DATA LISTING:
+--

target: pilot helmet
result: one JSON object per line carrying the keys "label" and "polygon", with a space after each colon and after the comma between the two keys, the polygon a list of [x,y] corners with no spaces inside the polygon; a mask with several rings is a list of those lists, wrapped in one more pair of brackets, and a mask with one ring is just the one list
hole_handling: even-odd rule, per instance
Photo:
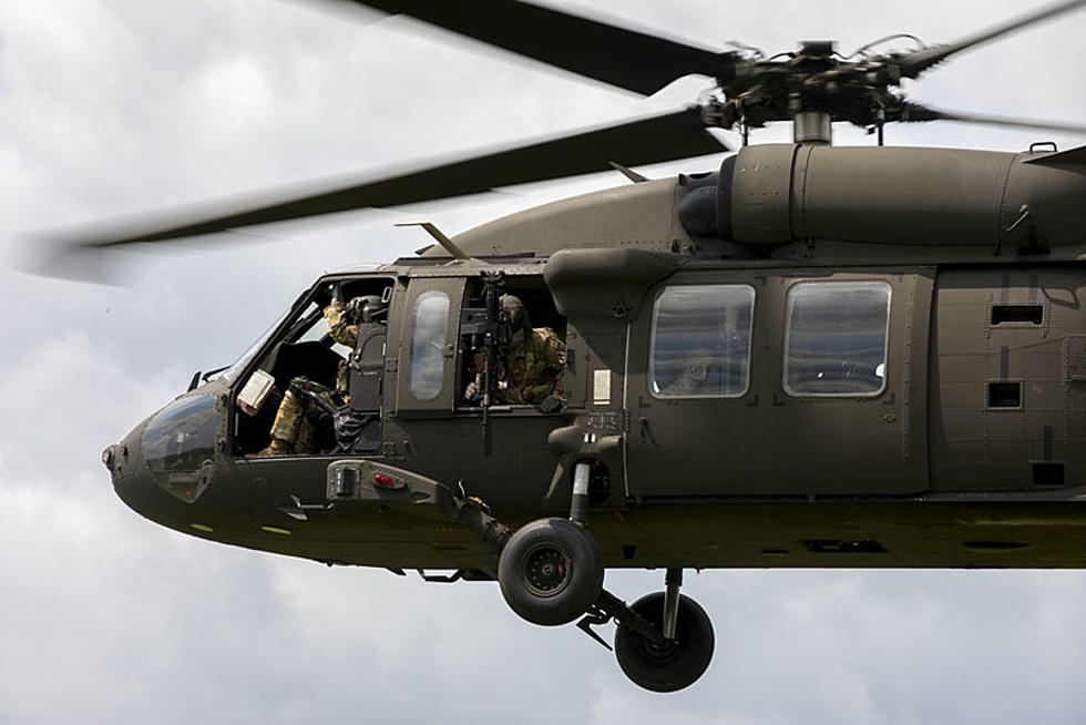
{"label": "pilot helmet", "polygon": [[359,323],[375,323],[388,312],[388,306],[377,295],[362,295],[352,298],[347,305],[347,309]]}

+--

THE PROBLEM: Reproduce the items above word for word, omitting the pictures.

RESULT FOR THIS TASK:
target: pilot helmet
result: one JSON object per line carrying the keys "label" and "polygon", with a space after each colon and after the comma between the two keys, the polygon a list of [x,y] corners with no spaces inside the polygon; a mask with several rings is a list of those lists, wrapped in one more pair of brackets, and a mask with one ring is just the one list
hole_handling: even-odd rule, per instance
Photo:
{"label": "pilot helmet", "polygon": [[359,323],[375,323],[388,312],[388,306],[377,295],[362,295],[352,298],[347,305],[347,309]]}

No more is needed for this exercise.